Point labeling examples:

------------------------------------------------

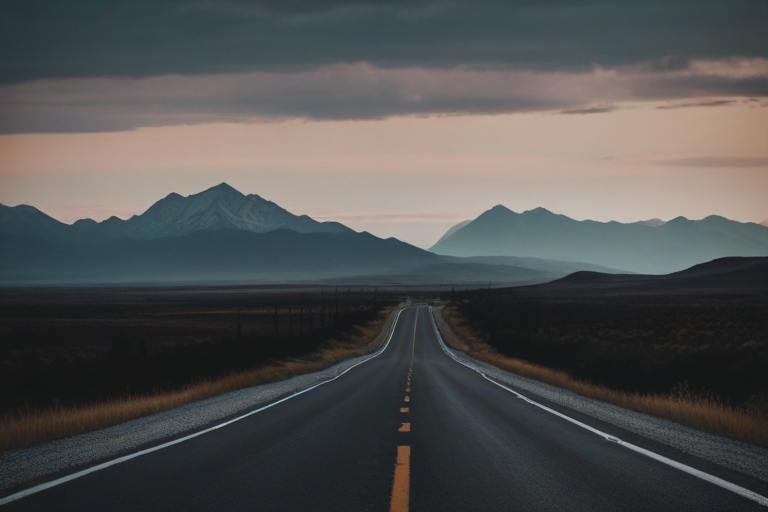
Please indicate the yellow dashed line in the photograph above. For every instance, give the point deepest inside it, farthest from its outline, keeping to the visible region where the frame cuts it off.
(401, 487)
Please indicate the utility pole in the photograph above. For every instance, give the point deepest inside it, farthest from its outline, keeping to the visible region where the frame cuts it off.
(275, 321)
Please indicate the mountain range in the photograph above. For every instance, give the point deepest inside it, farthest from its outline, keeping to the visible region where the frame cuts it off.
(221, 234)
(219, 207)
(652, 247)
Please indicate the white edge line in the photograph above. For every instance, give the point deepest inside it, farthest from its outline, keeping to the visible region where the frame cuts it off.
(762, 500)
(104, 465)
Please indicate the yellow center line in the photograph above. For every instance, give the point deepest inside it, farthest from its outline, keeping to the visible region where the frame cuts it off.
(402, 484)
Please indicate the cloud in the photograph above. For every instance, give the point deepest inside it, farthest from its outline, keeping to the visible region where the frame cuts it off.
(717, 161)
(43, 39)
(589, 110)
(358, 91)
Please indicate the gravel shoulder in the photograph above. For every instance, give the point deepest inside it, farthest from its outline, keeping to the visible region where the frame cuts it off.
(744, 458)
(21, 468)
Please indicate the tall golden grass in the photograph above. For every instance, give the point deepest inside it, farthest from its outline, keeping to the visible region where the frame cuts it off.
(681, 406)
(30, 427)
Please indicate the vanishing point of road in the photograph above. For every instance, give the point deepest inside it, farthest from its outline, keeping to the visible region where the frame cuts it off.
(411, 429)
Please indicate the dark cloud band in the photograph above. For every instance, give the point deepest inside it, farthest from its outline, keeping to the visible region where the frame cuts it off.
(360, 91)
(139, 38)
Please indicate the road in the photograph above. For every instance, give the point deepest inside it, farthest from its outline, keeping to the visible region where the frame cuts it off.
(409, 429)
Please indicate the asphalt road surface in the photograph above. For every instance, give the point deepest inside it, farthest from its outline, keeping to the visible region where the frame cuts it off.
(409, 429)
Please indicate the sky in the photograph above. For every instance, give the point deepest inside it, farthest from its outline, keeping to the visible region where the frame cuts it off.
(398, 118)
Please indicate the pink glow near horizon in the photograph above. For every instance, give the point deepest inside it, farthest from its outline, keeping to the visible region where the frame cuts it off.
(414, 177)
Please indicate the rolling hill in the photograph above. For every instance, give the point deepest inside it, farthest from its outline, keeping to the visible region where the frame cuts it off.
(643, 247)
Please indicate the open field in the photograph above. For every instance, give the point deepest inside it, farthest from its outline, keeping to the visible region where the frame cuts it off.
(74, 362)
(613, 364)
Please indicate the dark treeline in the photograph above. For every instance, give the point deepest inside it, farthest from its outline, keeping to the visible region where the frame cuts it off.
(708, 345)
(67, 352)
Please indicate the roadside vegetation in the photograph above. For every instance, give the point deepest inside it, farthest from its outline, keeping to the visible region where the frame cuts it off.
(694, 407)
(187, 351)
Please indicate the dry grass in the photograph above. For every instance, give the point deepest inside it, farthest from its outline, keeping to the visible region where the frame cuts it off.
(681, 406)
(31, 427)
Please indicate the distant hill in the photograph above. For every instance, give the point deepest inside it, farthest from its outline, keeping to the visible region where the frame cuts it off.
(219, 207)
(728, 274)
(552, 268)
(217, 255)
(643, 247)
(219, 235)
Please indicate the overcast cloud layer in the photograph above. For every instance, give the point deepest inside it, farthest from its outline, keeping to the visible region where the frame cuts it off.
(361, 91)
(116, 65)
(77, 38)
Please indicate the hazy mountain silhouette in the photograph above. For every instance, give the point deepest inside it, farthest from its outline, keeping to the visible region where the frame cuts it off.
(454, 229)
(206, 255)
(27, 220)
(637, 247)
(219, 207)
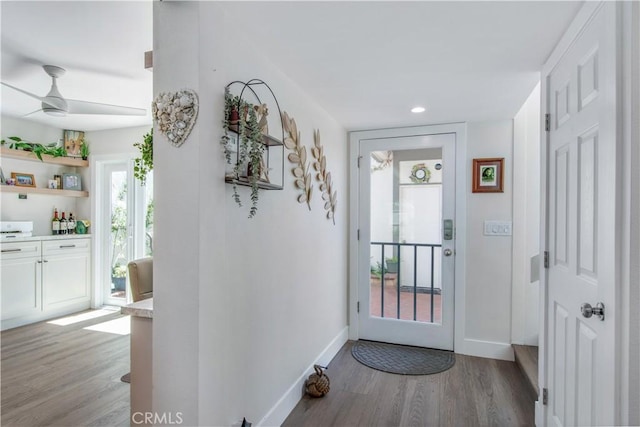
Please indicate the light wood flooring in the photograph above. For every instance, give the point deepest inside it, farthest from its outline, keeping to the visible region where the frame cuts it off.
(55, 375)
(475, 392)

------------------------------------------------

_Task prompt_
Omit the pictures, then output the rest of the listing exactly.

_The response_
Please indicate the yellow dashed line in the photograph above. For every instance, give the point deepest inside it, farthest from its outline, keeping to the visible region where the frame cuts it off.
(401, 487)
Please indicate the utility pole in the photograph above. For every instance, give the point deepest inside it, farthest from its outline, keeping to the visible region where the frame cuts it off.
(275, 321)
Please indicate the mountain range in the photograph above. For every instance, give the point deepest inside it, farthest from its outline, keeping to the visible region where the frame cuts it off.
(221, 234)
(219, 207)
(652, 247)
Please indicate the white edge line in the photograph above. For every instance, give the point deepest inside it, farthest from its outline, keeping to the visible region where the frame cuts it off.
(762, 500)
(104, 465)
Please indicate the yellow center line in the photograph above. For every instance, give the point deepest inside it, farthest from its outline, keeping to the visible region where the frame cuts it off.
(402, 484)
Please indicate the cloud in the photograph above. For every instance, give the point deepest inside it, farthest from its outline, keeping to the visible region where the frame cuts it off.
(717, 161)
(43, 39)
(589, 110)
(358, 91)
Please indicate the gravel shoulder in the photograph above. For every instance, give the point deepest inside it, farthest from its outline, keeping to the visible region where the frame cuts it off.
(744, 458)
(21, 468)
Please indicate the tall golden grass in the photograph above. For every instance, give the point deepest inside it, farthest from its outline, keeping to the visible region where the frame cuts it off.
(681, 406)
(30, 427)
Please indicate the vanishing point of road in the photograph above. For every instance, give the point deepest inside it, farthest from its outline, keeping to the visible region where the frame cuts it off.
(411, 429)
Please indicate the dark cloud band in the photograph above. For every instance, give the point deepest inside it, farthest from its outline, keeping to the visible region where the frame cuts it off.
(360, 91)
(139, 38)
Please indicate the road in the photograph above. For every instance, give the point deepest inside it, farthest from its outline, keeping to the visible region where the frame cuts it off.
(409, 429)
Please indicate the asphalt road surface in the photograph above. For every instance, give the point deepest inside it, farthest from its outline, keeping to the visible region where the frame cuts it off.
(409, 429)
Please indicate the sky in the photograph above. For every instance, give the point deepest inside it, farthest from its outline, keeping to the visible region where the frame cuts it off.
(398, 118)
Please indicate the pink glow near horizon in the photograph above. For every instance, give the point deepest inside it, farthest from its outline, keeping to the visible region where the frame cuts it off.
(414, 177)
Please indicate the rolling hill in the photograph above. For every instance, give the point deepest inside it, farthest from its outline, keeping to the visible region where the frame cuts it off.
(643, 247)
Please indicate the open field in the photograph above. For every instance, give the point deepest inside it, farthest from its outline, keeping to the visible region where the frame cuts it off.
(74, 362)
(613, 364)
Please indicate the dark treeline in the photograph above. For every instance, give the point deepest inside it, farthest from its outline, keeping to the visible region where the frame cuts it off.
(708, 345)
(67, 352)
Please indicate the roadside vegetation in the photograph above. For every instance, give the point deepest inside it, farthest from its outline, keeping to the visible region where the frame cuts it off.
(694, 407)
(187, 351)
Please indicate the dry grass in the photograph above. For every instance, give the point deepest inside it, farthest from its outline, keeping to the visible region where the frame cuts it off.
(681, 406)
(31, 427)
Please indicate the distant hill in the photograph above. For every instance, give the point deepest inside it, farthest from its outline, keeping to the visible region where the frame cuts it off.
(219, 207)
(728, 274)
(552, 268)
(217, 255)
(643, 247)
(219, 235)
Please indicate the overcast cloud layer in the photograph above. For every instance, give the point deepest inside it, farthest from its outline, keeping to the visible region where the frame cuts it off.
(361, 91)
(116, 65)
(77, 38)
Please indicate the hazy mountain silhouette in the photograph above. For every instance, give the point deepest inside it, farthest from its outline, keeping to the visible region where the frame cuts it off.
(454, 229)
(206, 255)
(27, 220)
(637, 247)
(219, 207)
Please indicate the light wood flooring in the photograph above. For every instance, give the point deepest inside it, farthest from its outline, keeping to the visible region where the frame cuts it off.
(55, 375)
(475, 392)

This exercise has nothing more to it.